Requirement => Of the entries below, return exactly those lines that fall between the one containing "Objective — a point for each instance of the white fence" and the one containing "Objective — a point for each instance of the saddle", the two end lines included.
===== Data
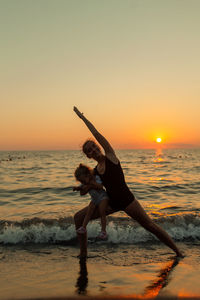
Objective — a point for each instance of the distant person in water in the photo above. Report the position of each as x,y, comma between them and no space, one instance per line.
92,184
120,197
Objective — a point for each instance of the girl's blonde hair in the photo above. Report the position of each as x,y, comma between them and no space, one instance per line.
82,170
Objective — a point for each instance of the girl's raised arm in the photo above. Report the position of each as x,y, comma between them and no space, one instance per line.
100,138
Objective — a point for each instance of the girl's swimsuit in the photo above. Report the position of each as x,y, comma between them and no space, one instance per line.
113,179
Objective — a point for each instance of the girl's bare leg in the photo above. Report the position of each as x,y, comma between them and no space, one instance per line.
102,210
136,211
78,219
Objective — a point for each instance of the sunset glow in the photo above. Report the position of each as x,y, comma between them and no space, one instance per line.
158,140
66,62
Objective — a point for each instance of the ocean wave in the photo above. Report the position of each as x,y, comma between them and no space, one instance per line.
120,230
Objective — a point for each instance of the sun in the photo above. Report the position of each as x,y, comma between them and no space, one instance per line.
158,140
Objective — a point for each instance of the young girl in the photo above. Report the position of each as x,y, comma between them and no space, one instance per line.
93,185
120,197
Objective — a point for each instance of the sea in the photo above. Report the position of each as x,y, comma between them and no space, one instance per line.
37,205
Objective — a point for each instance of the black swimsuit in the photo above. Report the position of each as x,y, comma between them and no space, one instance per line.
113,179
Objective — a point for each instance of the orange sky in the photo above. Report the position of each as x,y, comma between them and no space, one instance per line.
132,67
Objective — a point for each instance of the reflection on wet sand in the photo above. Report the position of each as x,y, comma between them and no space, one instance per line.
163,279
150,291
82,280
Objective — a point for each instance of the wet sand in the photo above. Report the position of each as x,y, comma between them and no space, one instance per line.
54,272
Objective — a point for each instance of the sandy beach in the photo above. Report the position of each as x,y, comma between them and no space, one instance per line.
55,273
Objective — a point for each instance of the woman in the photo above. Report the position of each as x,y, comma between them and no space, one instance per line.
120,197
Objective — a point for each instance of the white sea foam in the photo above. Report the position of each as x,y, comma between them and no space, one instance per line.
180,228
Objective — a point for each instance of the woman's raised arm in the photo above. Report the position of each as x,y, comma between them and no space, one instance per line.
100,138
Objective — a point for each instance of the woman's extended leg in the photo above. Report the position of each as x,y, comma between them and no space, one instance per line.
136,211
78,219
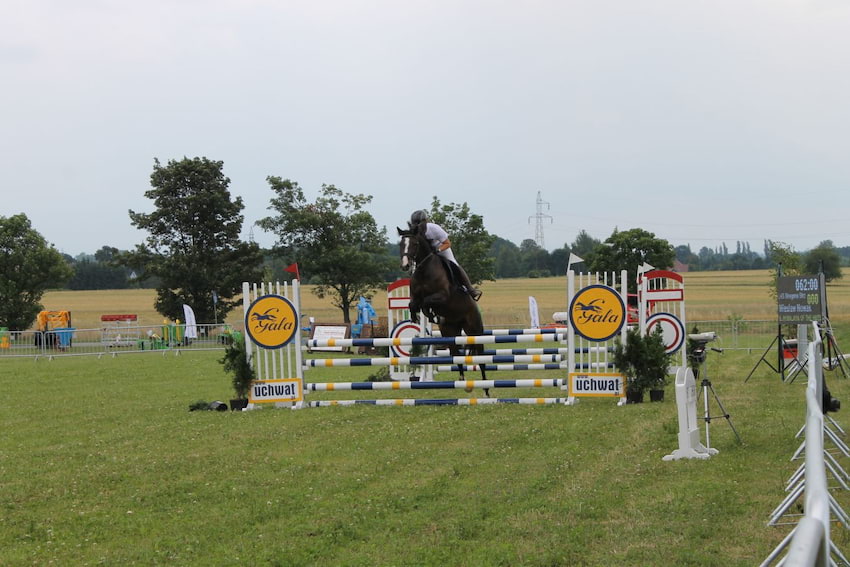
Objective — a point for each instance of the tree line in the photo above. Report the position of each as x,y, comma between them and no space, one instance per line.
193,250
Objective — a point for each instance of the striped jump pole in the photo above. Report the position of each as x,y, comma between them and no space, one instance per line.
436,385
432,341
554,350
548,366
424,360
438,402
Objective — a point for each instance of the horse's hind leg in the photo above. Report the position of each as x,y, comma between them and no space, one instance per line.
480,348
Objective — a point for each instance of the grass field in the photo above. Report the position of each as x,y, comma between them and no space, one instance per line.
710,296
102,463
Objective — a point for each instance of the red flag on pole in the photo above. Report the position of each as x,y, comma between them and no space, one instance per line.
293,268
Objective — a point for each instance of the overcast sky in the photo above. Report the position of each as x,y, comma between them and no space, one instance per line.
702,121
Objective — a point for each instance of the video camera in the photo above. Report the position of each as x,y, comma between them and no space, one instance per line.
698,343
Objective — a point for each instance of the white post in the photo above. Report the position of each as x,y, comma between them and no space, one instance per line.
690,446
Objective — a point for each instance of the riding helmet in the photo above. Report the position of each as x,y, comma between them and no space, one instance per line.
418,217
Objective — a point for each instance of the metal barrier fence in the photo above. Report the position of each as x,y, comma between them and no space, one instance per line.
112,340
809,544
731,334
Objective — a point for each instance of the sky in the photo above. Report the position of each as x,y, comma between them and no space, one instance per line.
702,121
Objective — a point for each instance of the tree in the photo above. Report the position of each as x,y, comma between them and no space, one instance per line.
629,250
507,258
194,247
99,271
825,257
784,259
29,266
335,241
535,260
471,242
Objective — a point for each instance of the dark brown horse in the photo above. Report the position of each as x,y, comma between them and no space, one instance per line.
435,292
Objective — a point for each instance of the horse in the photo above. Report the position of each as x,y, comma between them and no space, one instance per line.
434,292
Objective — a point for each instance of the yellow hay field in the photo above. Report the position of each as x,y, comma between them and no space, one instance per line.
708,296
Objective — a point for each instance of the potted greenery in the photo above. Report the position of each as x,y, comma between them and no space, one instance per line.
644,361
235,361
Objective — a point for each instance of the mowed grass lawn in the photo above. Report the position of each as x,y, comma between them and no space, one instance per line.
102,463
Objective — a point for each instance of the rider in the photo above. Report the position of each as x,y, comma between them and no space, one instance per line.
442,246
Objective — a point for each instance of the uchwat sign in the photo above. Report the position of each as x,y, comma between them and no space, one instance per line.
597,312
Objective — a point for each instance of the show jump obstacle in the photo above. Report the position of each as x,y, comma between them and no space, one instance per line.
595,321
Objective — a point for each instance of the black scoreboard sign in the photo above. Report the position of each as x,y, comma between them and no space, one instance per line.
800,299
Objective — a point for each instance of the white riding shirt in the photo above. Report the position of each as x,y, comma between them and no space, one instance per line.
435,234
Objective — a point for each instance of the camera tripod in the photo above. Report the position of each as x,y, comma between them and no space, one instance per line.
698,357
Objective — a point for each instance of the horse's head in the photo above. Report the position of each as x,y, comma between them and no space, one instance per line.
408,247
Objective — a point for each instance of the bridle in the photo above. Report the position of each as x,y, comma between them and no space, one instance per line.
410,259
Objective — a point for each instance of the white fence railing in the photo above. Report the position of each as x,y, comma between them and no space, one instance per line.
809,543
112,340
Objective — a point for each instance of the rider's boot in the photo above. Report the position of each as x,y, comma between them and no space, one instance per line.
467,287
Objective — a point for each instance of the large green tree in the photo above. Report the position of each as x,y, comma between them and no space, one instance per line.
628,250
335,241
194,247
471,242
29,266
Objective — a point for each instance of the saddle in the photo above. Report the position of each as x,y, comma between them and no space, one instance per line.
==========
===== Data
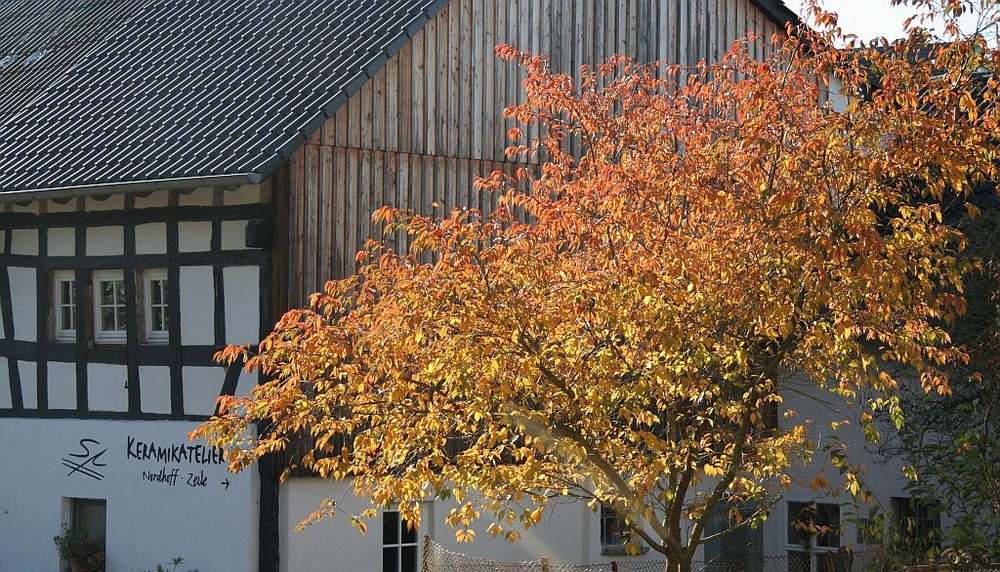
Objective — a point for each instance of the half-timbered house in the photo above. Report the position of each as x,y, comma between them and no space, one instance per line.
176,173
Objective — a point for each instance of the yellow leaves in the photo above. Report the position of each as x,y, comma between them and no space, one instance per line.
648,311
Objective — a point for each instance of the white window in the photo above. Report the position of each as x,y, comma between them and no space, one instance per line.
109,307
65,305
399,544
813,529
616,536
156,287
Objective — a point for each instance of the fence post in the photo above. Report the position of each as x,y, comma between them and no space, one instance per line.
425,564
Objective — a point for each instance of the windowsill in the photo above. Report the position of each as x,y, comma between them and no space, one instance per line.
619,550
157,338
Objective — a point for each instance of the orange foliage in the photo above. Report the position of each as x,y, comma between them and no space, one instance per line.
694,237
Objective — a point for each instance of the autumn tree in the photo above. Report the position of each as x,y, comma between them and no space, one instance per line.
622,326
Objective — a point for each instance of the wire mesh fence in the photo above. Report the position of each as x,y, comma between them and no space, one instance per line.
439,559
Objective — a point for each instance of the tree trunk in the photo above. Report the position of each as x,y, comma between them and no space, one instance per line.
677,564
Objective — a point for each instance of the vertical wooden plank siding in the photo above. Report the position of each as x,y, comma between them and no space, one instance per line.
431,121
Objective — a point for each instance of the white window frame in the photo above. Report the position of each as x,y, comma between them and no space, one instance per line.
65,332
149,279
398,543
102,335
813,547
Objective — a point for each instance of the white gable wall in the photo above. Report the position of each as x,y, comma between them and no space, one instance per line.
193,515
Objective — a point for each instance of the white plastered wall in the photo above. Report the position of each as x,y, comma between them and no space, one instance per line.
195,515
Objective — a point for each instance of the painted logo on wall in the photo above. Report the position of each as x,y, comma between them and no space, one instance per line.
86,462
==========
Response for this exercise =>
Objective — a point for each instance of the white fence railing in the photo above. Report the position of each as x,y, comma between them and no space, one instance per line.
809,543
112,340
Objective — a point for each instance of the rider's boot in the photo above. Report the position of each as x,y, comma between them and no space, one instance per line.
467,287
Objective — a point for each instance of the large green tree in the photo above. Report the position of each as x,y, comma between them and no space, one instance per line.
628,250
335,241
194,247
471,242
29,266
Objective — a point for each instance of the saddle in the photo above. Report the position of each as x,y, comma between them and no space, one instance per line.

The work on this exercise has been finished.